───── Source records

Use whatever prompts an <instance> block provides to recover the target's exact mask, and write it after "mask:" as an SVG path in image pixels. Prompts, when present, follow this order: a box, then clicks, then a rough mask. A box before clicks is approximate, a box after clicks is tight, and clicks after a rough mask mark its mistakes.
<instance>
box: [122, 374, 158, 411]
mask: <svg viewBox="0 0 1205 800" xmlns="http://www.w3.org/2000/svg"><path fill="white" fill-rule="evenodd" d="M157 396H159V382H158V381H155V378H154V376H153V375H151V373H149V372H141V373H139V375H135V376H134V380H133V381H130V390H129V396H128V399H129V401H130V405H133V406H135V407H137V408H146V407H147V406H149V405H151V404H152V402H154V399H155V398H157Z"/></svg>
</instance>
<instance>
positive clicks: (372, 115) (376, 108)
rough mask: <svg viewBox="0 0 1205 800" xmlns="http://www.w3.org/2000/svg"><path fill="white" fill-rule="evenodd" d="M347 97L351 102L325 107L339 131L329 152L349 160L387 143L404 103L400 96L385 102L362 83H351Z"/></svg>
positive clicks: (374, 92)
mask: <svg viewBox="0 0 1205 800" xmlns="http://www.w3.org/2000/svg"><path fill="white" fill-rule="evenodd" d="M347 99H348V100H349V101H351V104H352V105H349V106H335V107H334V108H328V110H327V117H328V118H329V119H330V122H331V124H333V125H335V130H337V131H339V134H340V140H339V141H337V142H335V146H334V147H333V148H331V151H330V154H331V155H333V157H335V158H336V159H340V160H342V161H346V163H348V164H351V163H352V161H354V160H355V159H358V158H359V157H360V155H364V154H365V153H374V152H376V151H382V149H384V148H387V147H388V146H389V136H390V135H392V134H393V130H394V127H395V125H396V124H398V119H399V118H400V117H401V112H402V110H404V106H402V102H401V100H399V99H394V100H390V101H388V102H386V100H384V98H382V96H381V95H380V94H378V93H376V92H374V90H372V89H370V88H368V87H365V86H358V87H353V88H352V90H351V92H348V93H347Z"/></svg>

──────────

> Required work
Arrange every line of the listing above as a Markdown table with the columns "Row" and "Entry", numbering the rows in order and omitting blank lines.

> Answer space
| Row | Entry |
|---|---|
| 1 | Use whatever prompts an <instance> block provides to recover the target's exact mask, and write it after "mask:" as an SVG path in image pixels. Prompts, when present, follow this order: a box, then clicks, then a rough mask. A box before clicks is approximate, a box after clicks is tight, and clicks after a rough mask mark its mistakes. |
| 2 | <instance> |
| 3 | box: [122, 374, 158, 411] |
| 4 | mask: <svg viewBox="0 0 1205 800" xmlns="http://www.w3.org/2000/svg"><path fill="white" fill-rule="evenodd" d="M157 396H159V382H158V381H155V378H154V376H153V375H151V373H149V372H141V373H139V375H135V376H134V380H133V381H130V390H129V396H128V399H129V401H130V405H133V406H135V407H137V408H146V407H147V406H149V405H151V404H152V402H154V399H155V398H157Z"/></svg> |
| 5 | </instance> |
| 6 | <instance> |
| 7 | positive clicks: (372, 115) (376, 108) |
| 8 | rough mask: <svg viewBox="0 0 1205 800" xmlns="http://www.w3.org/2000/svg"><path fill="white" fill-rule="evenodd" d="M347 97L351 102L325 107L339 131L329 152L349 160L387 143L404 103L400 96L385 102L362 83H351Z"/></svg> |
| 9 | positive clicks: (374, 92) |
| 10 | mask: <svg viewBox="0 0 1205 800" xmlns="http://www.w3.org/2000/svg"><path fill="white" fill-rule="evenodd" d="M347 99H348V100H349V101H351V104H352V105H349V106H335V107H334V108H328V110H327V117H328V118H329V119H330V122H331V124H333V125H335V130H337V131H339V134H340V140H339V141H337V142H335V146H334V147H333V148H331V151H330V154H331V155H333V157H335V158H336V159H340V160H342V161H346V163H348V164H351V163H352V161H354V160H355V159H358V158H359V157H360V155H364V154H365V153H374V152H376V151H382V149H384V148H387V147H388V146H389V136H390V135H392V134H393V130H394V127H395V125H396V124H398V119H399V118H400V117H401V112H402V110H404V106H402V102H401V100H399V99H394V100H390V101H388V102H386V100H384V98H382V96H381V95H380V94H378V93H376V92H374V90H372V89H370V88H368V87H365V86H358V87H353V88H352V90H351V92H348V93H347Z"/></svg> |